▼▼▼
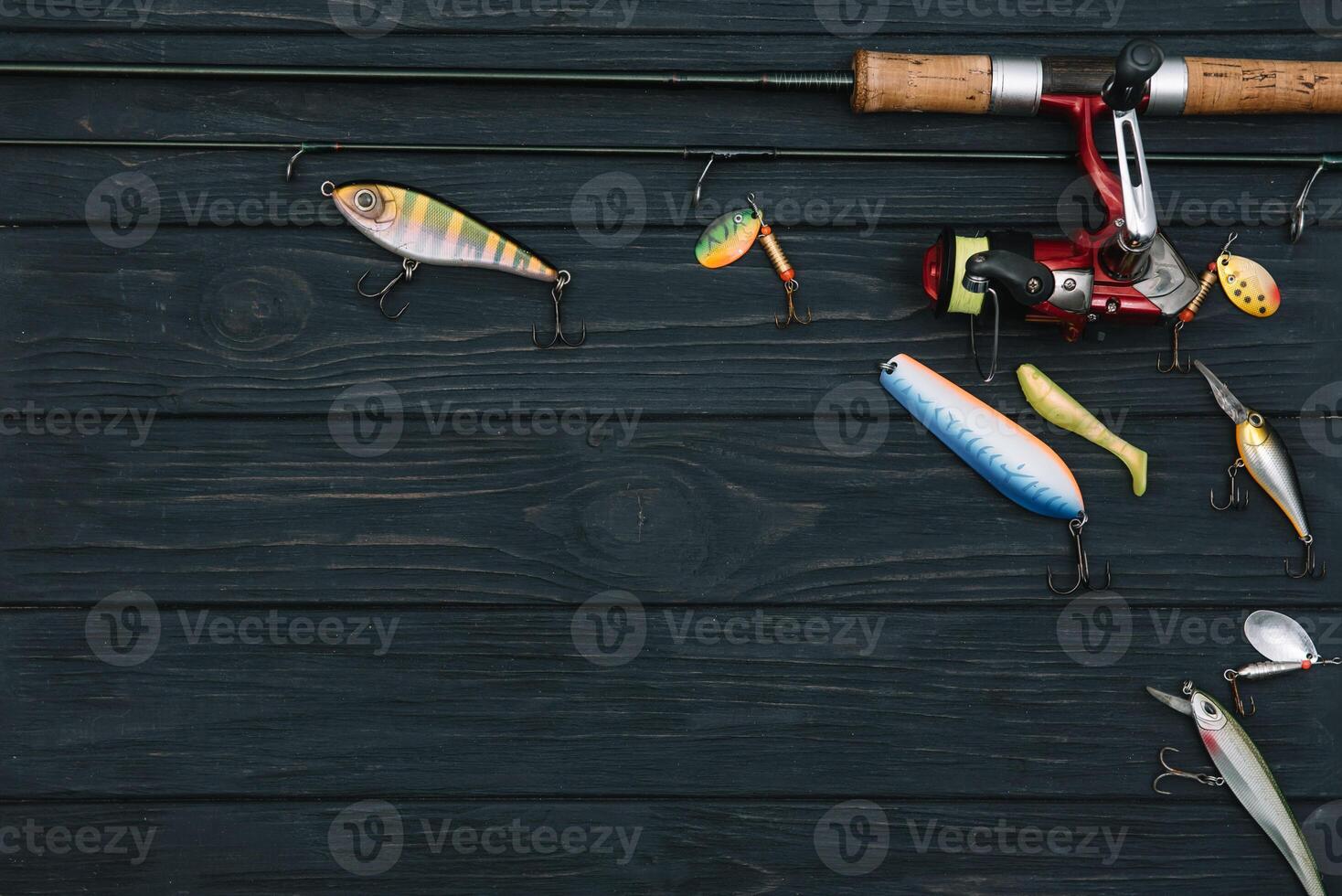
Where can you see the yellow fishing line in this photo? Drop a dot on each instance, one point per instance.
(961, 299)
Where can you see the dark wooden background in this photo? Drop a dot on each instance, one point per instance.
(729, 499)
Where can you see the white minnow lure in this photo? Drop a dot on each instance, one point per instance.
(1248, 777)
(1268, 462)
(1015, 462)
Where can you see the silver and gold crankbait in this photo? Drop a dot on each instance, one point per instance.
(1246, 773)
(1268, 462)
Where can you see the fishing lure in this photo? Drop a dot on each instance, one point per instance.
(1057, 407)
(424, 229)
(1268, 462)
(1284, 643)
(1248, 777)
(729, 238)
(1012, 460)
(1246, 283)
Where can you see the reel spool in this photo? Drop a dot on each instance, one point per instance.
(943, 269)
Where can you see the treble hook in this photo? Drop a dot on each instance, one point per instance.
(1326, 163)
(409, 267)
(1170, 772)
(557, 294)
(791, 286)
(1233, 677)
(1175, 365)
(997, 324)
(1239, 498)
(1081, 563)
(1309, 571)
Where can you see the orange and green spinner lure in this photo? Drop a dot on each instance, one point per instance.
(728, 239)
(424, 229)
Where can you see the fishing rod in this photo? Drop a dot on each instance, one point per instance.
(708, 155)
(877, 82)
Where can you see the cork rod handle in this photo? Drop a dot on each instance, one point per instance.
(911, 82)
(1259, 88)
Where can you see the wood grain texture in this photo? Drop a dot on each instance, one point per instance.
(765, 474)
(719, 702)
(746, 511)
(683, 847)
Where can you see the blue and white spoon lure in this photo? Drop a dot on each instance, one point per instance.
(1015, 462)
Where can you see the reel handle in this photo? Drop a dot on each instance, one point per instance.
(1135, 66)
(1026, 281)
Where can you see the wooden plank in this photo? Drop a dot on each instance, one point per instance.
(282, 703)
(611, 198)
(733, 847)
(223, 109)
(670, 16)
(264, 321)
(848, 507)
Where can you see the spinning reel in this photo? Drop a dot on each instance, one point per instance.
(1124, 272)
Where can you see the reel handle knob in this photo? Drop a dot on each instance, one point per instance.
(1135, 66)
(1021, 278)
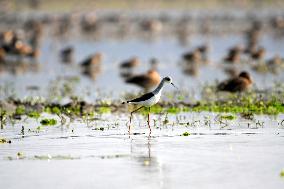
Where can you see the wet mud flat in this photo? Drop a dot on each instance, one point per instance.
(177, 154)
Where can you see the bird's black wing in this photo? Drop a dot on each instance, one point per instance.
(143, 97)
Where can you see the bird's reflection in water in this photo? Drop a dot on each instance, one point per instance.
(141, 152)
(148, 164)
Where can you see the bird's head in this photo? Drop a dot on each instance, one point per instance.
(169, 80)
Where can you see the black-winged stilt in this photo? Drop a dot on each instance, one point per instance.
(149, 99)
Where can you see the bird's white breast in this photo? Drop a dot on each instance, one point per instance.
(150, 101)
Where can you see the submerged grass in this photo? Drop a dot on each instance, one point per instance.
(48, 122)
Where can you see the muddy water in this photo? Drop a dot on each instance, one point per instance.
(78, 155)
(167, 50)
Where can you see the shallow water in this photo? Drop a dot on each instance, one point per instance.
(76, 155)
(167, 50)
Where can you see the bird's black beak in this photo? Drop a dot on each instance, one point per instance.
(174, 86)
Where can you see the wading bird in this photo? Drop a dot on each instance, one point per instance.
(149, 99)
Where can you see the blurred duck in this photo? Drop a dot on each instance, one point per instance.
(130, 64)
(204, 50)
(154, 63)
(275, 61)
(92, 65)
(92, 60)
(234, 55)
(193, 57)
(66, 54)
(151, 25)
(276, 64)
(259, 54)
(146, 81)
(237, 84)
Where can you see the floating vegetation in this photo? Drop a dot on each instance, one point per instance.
▲▲▲
[INSTRUCTIONS TO FOLLOW] Reproduce all of the data above verbatim, omitting the pictures.

[EXERCISE RESULT]
Where can you see the yellow fishing line in this photo? Drop a dot on each instance, one point per instance.
(961, 299)
Where can you see the dark wooden background in this photo? Drop a dot on each instance, one point per instance.
(729, 499)
Where can you see the white minnow lure in this photo? Drop a dot on each instance, one point per instance.
(1248, 777)
(1268, 462)
(1015, 462)
Where can you see the silver and gold crankbait in this photo? Drop a dot on each instance, one point per instance.
(1246, 773)
(1268, 462)
Where can you see the fishing lure in this photo? Drop a dot on each instance, one point per instance.
(1057, 407)
(424, 229)
(1268, 462)
(1284, 643)
(1248, 777)
(729, 238)
(1012, 460)
(1246, 283)
Where can you see the reel spool in this photo? Drop a dot on each instance, one point per instance.
(943, 269)
Where can you see the treble hook in this photo? Drop a dot on each instance, one point per instance.
(1326, 163)
(409, 267)
(1170, 772)
(557, 294)
(791, 286)
(1233, 677)
(1175, 365)
(997, 324)
(1239, 498)
(1081, 563)
(1309, 571)
Where can you see the orange and green spinner lure in this photo? Drop a dot on each instance, one point per instance.
(728, 239)
(424, 229)
Where can you see the fishing rod in this photo? Drop a dot on each instance, one point per instance.
(708, 155)
(877, 82)
Where can you see the cork rod handle in this photo? Drop a dot on each instance, one point per instance.
(911, 82)
(1259, 88)
Where can you see the wood grain texture in this photo? Drop a dot on each instance, one point per instance.
(765, 474)
(719, 702)
(746, 511)
(683, 847)
Where can you see the blue and white spoon lure in this photo? Drop a dot on each instance, one point per instance.
(1015, 462)
Where can you see the reel handle in this photo? Drop a dot on each instance, one point per instance.
(1135, 66)
(1026, 281)
Where can you see the wooden plank in this photo? Drop a dot on each instance, one point per instance.
(282, 703)
(611, 198)
(733, 847)
(223, 109)
(670, 16)
(264, 321)
(848, 507)
Where can you see the spinning reel in this photo? Drop a dot on each instance, one point per instance.
(1124, 272)
Where can you see the reel handle knob in this photo? Drop a dot on each instance, one point per instance.
(1135, 66)
(1021, 278)
Where can you see the wet mud flat in this photo? Drop a dot on each instance, one point per instance.
(177, 154)
Where can you see the bird's black wing in this photo? Drop a dot on each instance, one point per instance.
(143, 97)
Where can you see the bird's reflection in water in this photo? Drop a dot on each instance, one point per instance.
(141, 152)
(148, 164)
Where can you see the bird's head in this photo? Drop a dot on each instance, one point per instance.
(169, 80)
Where can you see the black-winged stilt in this photo? Drop a dot on each instance, one point per instance.
(149, 99)
Where can you see the bird's white breast in this photo? Drop a dot on each instance, one point per instance.
(150, 101)
Where can you see the submerged grass in this photo? Drop a dot on each instance, one point per instance.
(48, 122)
Where can you see the muddy water in this photo? Drop a dot on each instance, one point per instance.
(78, 155)
(167, 50)
Where can you see the shallow water in this photo? Drop a dot on each instance, one point per instance.
(76, 155)
(167, 50)
Where can you see the bird's black beak in this photo? Drop a dot on each instance, one point per instance.
(174, 86)
Where can you see the wading bird in this photo? Drop a dot on each instance, one point per instance.
(149, 99)
Where can you see the blurred duck in this photo? Drop a dot on each instance, one point per instance.
(130, 64)
(204, 50)
(154, 63)
(275, 61)
(92, 65)
(92, 60)
(234, 55)
(193, 57)
(66, 54)
(151, 25)
(276, 64)
(259, 54)
(146, 81)
(237, 84)
Where can you see the floating vegetation in this photo? Drop a dot on each instance, one point per instance.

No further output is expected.